Text passage ->
--------

By the time I discovered The Brady Bunch, the all-too-sweet comedy TV series featuring a
widow with three girls who marries a widower with three boys it had already
been cancelled. It was a few years after 1974 and I remember how I used to
hurry home from school to catch the latest episode in rerun which aired weekdays
at 4 in Canada right after reruns of One
Day At A Time (a contender for a future blog entry, for sure). Of course I found
the series to be so moralistic and silly but all I wanted was to connect with
something that was the opposite of my miserable life (an alcoholic dad, a mean
mom, a delinquent brother, a bullied school environment). And if I needed, say,
Mike and Carol Brady and their squeakily clean kids to help me achieve this,
then so be it.
When all America was going gaga for Marcia, Marcia,
Marcia! I, on the other hand, had a soft spot for middle-child Jan. She had a
thing about her that made me relate to her even more. It was probably the fact
that she kept playing second fiddle to everyone, a bit like I felt all the time.
Anyway, to make a long story short if I could have had one curl on each side of
my face like she did (for a while anyway) I probably would have done so in a
jiff. With my luck I would have looked more like a Rabi—a gay-bashed Rabi (!),
mind you—but I sure would have felt even closer to that character.
So imagine my happiness when I happened to discover
sweet insecure little Jan in a late night TV-movie a few months later. In it
she played a hooker—yes a hooker. It
was called DAWN: PORTRAIT OF A TEENAGE
RUNAWAY (1976) and it told the tale of a 15 year-old who flees from her
troubled home (like mine?) to end up on Hollywood boulevard where she meets sweet
Alexander (played by Leigh McCloskey from TVs DALLAS) who unwillingly introduces
her to prostitution. Alexander is also a fellow runaway who sells his body but
(here’s the big kicker, especially in those days) to lonely or not-so-lonely middle
aged men. Witnessing this part (though it is mostly if not totally suggested) was
a first for me, since homosexuality was barely visible on TV during those days.

--------

Given information ->
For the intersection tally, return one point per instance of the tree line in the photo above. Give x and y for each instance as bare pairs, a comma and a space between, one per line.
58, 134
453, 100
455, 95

--------

Exercise objective ->
Continue the recollection about The Brady Bunch and the TV movie from the point where it stops above, picking up right after its final sentence.

Output for this task ->
Though it was viewed as a bad thing, the
lost little guy in me was pretty satisfied being able to peek at a world far
from his own yet still close enough to resonate with him.
When Dawn eventually breaks ties with prostitution
(way to go, Jan!) it is mostly with the help of Alexander—with whom she has
fallen in love. She finally agrees to go
back home after he promises to come back for her when he’s saved enough money,
thus both moving on to ALEXANDER: THE OTHER SIDE OF DAWN, the TV-movie sequel,
which aired a year later after the success of DAWN: PORTRAIT OF A TEENAGE RUNAWAY on NBC.
I saw both movies back to back that summer night in
the late ‘70s. I wanted the story to continue on as a weekly series which, come
to think of it, would have been entirely impossible on account of the heavy subject
matter of the time. Yet I connected with these two characters and I spent the remaining
year looking out for other TV plots resembling the Dawn and Alexander duo movies
or something in the same vein. I found many like LITTLE LADIES OF THE NIGHT
(1977), DIARY OF A TEENAGE HITCHHIKER (1979) BILLY: PORTRAIT OF A STREET KID
(1975), I WANT TO KEEP MY BABY (1976), BORN INNOCENT (1974), CAGED WITHOUT A
KEY (1975), SARAH T. - PORTRAIT OF A TEENAGE ALCOHOLIC (1975), THAT CERTAIN
SUMMER (1972), NIGHTMARE IN BADHAM COUNTY (1976) which I already reviewed here.
Most of these made-for-TV efforts sound like bad After School Specials but you’d
be surprise at how effective some of them actually are. But that’s for another couple
of blog entries. So stay tuned.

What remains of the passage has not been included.